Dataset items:

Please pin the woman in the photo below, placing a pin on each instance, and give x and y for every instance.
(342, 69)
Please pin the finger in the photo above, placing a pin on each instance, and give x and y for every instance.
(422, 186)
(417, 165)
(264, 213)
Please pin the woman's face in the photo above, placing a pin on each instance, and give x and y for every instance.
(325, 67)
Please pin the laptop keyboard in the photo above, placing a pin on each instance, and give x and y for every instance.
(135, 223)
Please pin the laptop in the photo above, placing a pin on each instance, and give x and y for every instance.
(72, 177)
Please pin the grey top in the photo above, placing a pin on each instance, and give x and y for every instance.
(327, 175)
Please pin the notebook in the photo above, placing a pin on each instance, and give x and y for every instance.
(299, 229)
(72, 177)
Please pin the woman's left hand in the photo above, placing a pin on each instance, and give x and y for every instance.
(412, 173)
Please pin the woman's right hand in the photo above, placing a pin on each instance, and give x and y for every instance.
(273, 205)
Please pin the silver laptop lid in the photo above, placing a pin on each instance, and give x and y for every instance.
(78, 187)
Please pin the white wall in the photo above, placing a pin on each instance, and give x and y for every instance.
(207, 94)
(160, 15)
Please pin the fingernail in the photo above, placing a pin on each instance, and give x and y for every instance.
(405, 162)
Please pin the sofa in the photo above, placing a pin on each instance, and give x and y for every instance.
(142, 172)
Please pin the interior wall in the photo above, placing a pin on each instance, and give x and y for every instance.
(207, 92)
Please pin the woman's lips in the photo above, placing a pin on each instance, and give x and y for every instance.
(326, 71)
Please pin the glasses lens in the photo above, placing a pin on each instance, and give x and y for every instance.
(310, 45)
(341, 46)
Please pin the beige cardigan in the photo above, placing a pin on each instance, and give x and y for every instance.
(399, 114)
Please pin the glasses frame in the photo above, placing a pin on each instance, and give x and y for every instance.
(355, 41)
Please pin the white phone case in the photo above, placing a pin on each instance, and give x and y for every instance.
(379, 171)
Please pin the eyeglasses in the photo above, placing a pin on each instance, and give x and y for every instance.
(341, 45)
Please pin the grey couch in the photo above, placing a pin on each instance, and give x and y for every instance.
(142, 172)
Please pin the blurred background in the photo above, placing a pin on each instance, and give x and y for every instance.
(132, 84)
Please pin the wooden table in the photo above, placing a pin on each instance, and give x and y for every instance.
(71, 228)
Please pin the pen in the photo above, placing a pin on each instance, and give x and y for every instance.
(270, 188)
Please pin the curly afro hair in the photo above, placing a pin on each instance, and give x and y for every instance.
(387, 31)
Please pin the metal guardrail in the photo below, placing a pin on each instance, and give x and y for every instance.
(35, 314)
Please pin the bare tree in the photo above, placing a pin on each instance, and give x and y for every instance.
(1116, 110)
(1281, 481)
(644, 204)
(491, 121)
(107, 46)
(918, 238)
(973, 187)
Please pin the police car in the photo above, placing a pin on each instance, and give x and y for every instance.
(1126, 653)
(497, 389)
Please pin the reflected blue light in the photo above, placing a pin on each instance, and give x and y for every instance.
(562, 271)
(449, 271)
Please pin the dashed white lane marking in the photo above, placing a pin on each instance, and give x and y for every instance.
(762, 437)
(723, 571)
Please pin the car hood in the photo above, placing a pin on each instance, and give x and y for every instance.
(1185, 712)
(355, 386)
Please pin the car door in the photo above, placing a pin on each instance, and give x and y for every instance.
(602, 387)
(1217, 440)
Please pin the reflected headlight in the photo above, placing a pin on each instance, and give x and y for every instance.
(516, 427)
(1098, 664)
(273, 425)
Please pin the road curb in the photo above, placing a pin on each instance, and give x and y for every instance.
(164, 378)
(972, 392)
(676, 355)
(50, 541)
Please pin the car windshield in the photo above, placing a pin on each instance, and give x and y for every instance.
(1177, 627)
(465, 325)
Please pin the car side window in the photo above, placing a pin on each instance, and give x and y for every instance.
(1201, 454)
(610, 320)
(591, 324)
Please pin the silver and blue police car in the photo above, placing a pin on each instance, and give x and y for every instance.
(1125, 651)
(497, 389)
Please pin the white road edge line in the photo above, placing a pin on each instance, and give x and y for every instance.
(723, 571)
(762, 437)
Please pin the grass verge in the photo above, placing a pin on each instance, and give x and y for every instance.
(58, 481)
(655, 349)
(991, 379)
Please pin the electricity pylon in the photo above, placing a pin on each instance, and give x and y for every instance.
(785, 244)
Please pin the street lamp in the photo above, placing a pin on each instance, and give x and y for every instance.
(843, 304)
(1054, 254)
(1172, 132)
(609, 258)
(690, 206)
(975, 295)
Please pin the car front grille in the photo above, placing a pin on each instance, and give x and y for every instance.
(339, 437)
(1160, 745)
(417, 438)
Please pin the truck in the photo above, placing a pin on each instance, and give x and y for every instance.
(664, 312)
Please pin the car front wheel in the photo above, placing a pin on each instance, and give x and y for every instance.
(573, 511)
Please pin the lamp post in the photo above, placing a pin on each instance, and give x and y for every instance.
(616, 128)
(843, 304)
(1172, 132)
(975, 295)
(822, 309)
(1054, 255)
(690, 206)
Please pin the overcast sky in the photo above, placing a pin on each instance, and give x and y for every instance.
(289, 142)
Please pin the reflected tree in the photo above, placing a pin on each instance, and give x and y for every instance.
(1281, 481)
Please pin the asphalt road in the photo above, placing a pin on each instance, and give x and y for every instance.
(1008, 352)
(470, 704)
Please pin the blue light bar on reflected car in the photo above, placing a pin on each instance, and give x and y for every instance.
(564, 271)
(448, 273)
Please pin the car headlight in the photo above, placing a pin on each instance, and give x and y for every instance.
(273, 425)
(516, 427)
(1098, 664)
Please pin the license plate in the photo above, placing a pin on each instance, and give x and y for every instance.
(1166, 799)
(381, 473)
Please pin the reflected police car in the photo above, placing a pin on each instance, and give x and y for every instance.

**EXERCISE AIM:** Please restate the records in full, word for word.

**WRITTEN REPLY:**
Please pin the woman in the photo below, placing a pin on each instance, and give x and y for every instance.
(342, 69)
Please pin the finger in the photo above, placing a pin on each instance, and give x and y for every instance.
(422, 186)
(417, 165)
(264, 213)
Please pin the woman's face in the photo above, placing a pin on each instance, and give x and y for every instance.
(325, 67)
Please pin the laptop keyboard in the photo above, placing a pin on each instance, and give x and y for every instance.
(135, 223)
Please pin the laptop in the photo above, placing a pin on each instance, and give x and y for every instance.
(72, 177)
Please pin the grey top in the photo above, placing a pin on each instance, and give x and y for every instance.
(327, 175)
Please pin the notebook in the photo above, placing a pin on each instance, and give x and y for every instance.
(299, 229)
(72, 177)
Please pin the woman's left hand in the photo above, placing a pin on each instance, and give x and y for every instance.
(412, 173)
Please pin the woman's right hand in the photo above, placing a pin on each instance, and give x and y for every instance.
(273, 205)
Please pin the silver laptop lid in the photo above, placing a pin on each instance, and give x and y for every instance.
(78, 187)
Please pin the white wall in the photo above, placing a pin on each instance, and give x and y for every instance.
(207, 94)
(160, 15)
Please pin the fingernail in the photo above, placing a pin on each instance, and give x and y for every instance.
(405, 162)
Please pin the sofa in the photo above, placing a pin on each instance, and give x and y for every instance.
(142, 172)
Please pin the interior wall in the photo above, placing a pin on each instance, and give x and y for every instance.
(207, 92)
Please pin the woman's lips in the photo above, placing a pin on each instance, and give x and y for every instance.
(326, 71)
Please pin the glasses lens in the photo above, placing a pin on each instance, and give x and y for every instance.
(310, 45)
(341, 46)
Please pin the beige cardigan in the photo above, placing a pin on each instance, and give x and y for every instance.
(399, 114)
Please pin the glasses frame in the photo above, placing a pin on each instance, and give x and y for every instance.
(355, 41)
Please pin the white phone case in the photo above, placing a pin on each instance, and give x and y for every instance.
(379, 171)
Please pin the eyeglasses in the photo above, placing a pin on each instance, and give x and y for every instance.
(341, 45)
Please pin the grey couch in the photo above, placing a pin on each instance, and give x and y for every instance.
(142, 172)
Please pin the blurred background in the photo above, placing a pin on each instance, and give x and y for every instance.
(132, 84)
Please pin the wooden table in the photo above, placing a pin on each instance, and give x and y for every instance.
(71, 228)
Please pin the pen in the photo above, placing a pin on each instance, and give x and y for every instance.
(270, 188)
Please pin the curly afro hair in the photo above, placing a pin on each instance, and give x and y for every instance.
(387, 31)
Please pin the metal guardrail in the photo below, placing a pin on each instance, and give x and y for every instance.
(35, 314)
Please pin the bare tree in the photo above, placing a pin on each instance, and give x and y for every instance.
(1116, 110)
(1281, 481)
(644, 204)
(491, 121)
(107, 46)
(918, 238)
(973, 187)
Please pin the police car in the photo above, placing a pin on each instance, and give x and y for every instance.
(1126, 653)
(497, 389)
Please pin the reflected blue light in the photo above, placing a pin on each instance, and give x and y for every instance.
(562, 271)
(449, 271)
Please pin the dashed white lane marking in the photo above, placing a pin on each instance, and give x and y for every instance.
(762, 437)
(723, 571)
Please pin the car hood in the photo above, placing a pin on each instance, and give x and y for every instance.
(1185, 712)
(355, 386)
Please pin the car door in the photo above, placing a pin on each instance, and give x and y for every instance.
(602, 387)
(1217, 440)
Please pin the reflected headlight in the photo above, placing a pin on each instance, and give x and y for every instance.
(516, 427)
(1098, 664)
(273, 425)
Please pin the road curb in the photo above, placing a pin on each instance, and give x and y for every instance.
(164, 378)
(972, 392)
(676, 355)
(50, 541)
Please pin the car windshield in the photo above, placing a pin on each instance, and give x and y for every instance.
(1177, 627)
(465, 325)
Please pin the car side window in the photo above, placing a pin on each instance, and give x and y for every instance.
(1201, 454)
(610, 320)
(591, 324)
Please pin the silver and blue police car in the photo above, placing a pin on each instance, and give x and y for every instance.
(1125, 651)
(497, 389)
Please pin the white road edge line in the photo above, placing a pin on each instance, and give x and y for every instance.
(723, 571)
(762, 437)
Please pin the grass verge in the photo above, placing a pin on each instance, and give x and y for every instance.
(58, 481)
(655, 349)
(991, 379)
Please pin the electricity pylon in the photo above, placing a pin on each instance, and give x and y for every instance.
(785, 244)
Please pin the street lamp in the photo above, placing a pin on each instance, and give x and y for every instance.
(843, 304)
(1054, 254)
(1172, 132)
(609, 258)
(690, 206)
(975, 295)
Please pin the car front grille in the photo above, placing a pin on each instance, and give x and y for every instance.
(339, 437)
(1160, 745)
(417, 438)
Please pin the truck in the photo above, placing a pin on each instance, and give x and y for every instance.
(664, 312)
Please pin the car front wheel in the photo above, placing a pin on each instance, and give x and y for every instance.
(573, 511)
Please pin the lamp post in the photo above, placing a pin on each instance, and give x and y for every instance.
(616, 128)
(843, 304)
(1172, 132)
(975, 295)
(822, 309)
(1054, 255)
(690, 206)
Please pin the overcast sky in the photo above, placing a pin on each instance, and give x and y for every instance.
(289, 142)
Please pin the reflected tree in the photo above, placing a pin on each instance, and give x and y for every instance.
(1281, 481)
Please pin the asphalt road in the photo above, placing a pin on each instance, and give x and y for every instance.
(1008, 352)
(470, 704)
Please pin the blue light bar on reflected car in the photo above, placing a pin on each instance, and give x and y for every instance.
(564, 271)
(448, 273)
Please pin the car headlight in the photo above, placing a pin on each instance, and give x and y for every instance.
(273, 425)
(516, 427)
(1098, 664)
Please pin the license plate in the photo above, placing a pin on each instance, and give x and y for every instance.
(1166, 799)
(381, 473)
Please pin the reflected police car in the photo above, placing a pin on each instance, and give x and y for every instance.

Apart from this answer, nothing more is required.